*** Opening Listed records ***

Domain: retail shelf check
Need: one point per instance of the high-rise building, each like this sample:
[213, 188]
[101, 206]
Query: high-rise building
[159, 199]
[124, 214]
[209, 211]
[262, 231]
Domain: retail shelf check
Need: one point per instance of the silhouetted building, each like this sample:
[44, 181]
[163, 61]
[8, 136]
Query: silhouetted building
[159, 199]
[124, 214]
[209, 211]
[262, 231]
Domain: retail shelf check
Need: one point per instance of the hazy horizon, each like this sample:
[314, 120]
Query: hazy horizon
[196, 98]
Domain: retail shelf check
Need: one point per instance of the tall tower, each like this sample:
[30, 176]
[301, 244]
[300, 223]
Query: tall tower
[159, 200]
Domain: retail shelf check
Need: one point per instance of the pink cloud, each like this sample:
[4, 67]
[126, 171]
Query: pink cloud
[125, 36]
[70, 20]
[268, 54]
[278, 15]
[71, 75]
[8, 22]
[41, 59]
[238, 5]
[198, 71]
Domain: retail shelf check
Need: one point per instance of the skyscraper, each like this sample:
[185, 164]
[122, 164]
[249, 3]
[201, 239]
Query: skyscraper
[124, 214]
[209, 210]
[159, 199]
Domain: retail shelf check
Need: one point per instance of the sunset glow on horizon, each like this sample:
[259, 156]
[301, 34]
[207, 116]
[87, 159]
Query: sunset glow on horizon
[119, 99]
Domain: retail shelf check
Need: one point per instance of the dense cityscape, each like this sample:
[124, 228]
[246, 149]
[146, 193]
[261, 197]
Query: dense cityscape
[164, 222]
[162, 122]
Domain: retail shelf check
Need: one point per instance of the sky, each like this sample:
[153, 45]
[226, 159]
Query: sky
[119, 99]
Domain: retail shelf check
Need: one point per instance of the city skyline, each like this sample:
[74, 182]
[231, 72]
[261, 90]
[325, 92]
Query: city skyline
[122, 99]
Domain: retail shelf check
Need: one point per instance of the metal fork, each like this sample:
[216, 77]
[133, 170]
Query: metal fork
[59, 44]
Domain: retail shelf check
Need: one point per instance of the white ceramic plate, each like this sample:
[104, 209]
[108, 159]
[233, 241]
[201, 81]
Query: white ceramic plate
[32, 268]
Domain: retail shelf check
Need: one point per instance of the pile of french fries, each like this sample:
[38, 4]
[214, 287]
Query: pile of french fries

*** Closing Listed records ***

What the task requires
Output the data exactly, in full.

Exercise solution
Domain: retail shelf check
Need: one point per instance of the high-rise building, each like this sample:
[213, 188]
[101, 206]
Query: high-rise building
[159, 199]
[124, 214]
[209, 211]
[262, 231]
Domain: retail shelf check
Need: one point per instance of the silhouetted building, each like this sample:
[44, 181]
[163, 61]
[8, 136]
Query: silhouetted building
[159, 199]
[124, 214]
[209, 211]
[262, 231]
Domain: retail shelf check
Need: one point per instance of the hazy horizon, each like this sample:
[314, 120]
Query: hazy horizon
[196, 98]
Domain: retail shelf check
Need: one point per instance of the tall tower, each like this sample:
[30, 176]
[301, 244]
[300, 223]
Query: tall tower
[159, 200]
Domain: retail shelf check
Need: one point per instance of the pink cloud, each like this sample:
[4, 67]
[126, 171]
Query: pink cloud
[125, 36]
[70, 20]
[268, 54]
[278, 15]
[71, 75]
[8, 22]
[41, 59]
[238, 5]
[198, 71]
Domain: retail shelf check
Need: one point per instance of the skyscraper, each like this sample:
[185, 164]
[122, 164]
[249, 3]
[201, 239]
Query: skyscraper
[124, 214]
[209, 210]
[159, 199]
Domain: retail shelf check
Need: one point per instance of the sunset glow on horizon, each like this sample:
[259, 156]
[301, 34]
[207, 116]
[87, 159]
Query: sunset glow on horizon
[119, 99]
Domain: retail shelf check
Need: one point per instance of the dense cityscape, each like this sample:
[124, 228]
[246, 149]
[146, 193]
[261, 197]
Query: dense cityscape
[164, 222]
[162, 122]
Domain: retail shelf check
Need: one point per instance of the sky, each like this sample:
[153, 45]
[226, 159]
Query: sky
[119, 99]
Domain: retail shelf check
Need: one point per instance of the city skyline, each like this sample:
[74, 182]
[231, 72]
[261, 90]
[325, 92]
Query: city skyline
[122, 99]
Domain: retail shelf check
Need: one point per instance of the metal fork, each like this sample:
[216, 77]
[133, 170]
Query: metal fork
[59, 44]
Domain: retail shelf check
Need: one point per instance of the white ceramic plate, each like this sample:
[104, 209]
[108, 159]
[233, 241]
[201, 81]
Query: white ceramic plate
[32, 268]
Domain: retail shelf check
Need: one point per instance of the pile of french fries, each like this sample:
[38, 4]
[214, 287]
Query: pile of french fries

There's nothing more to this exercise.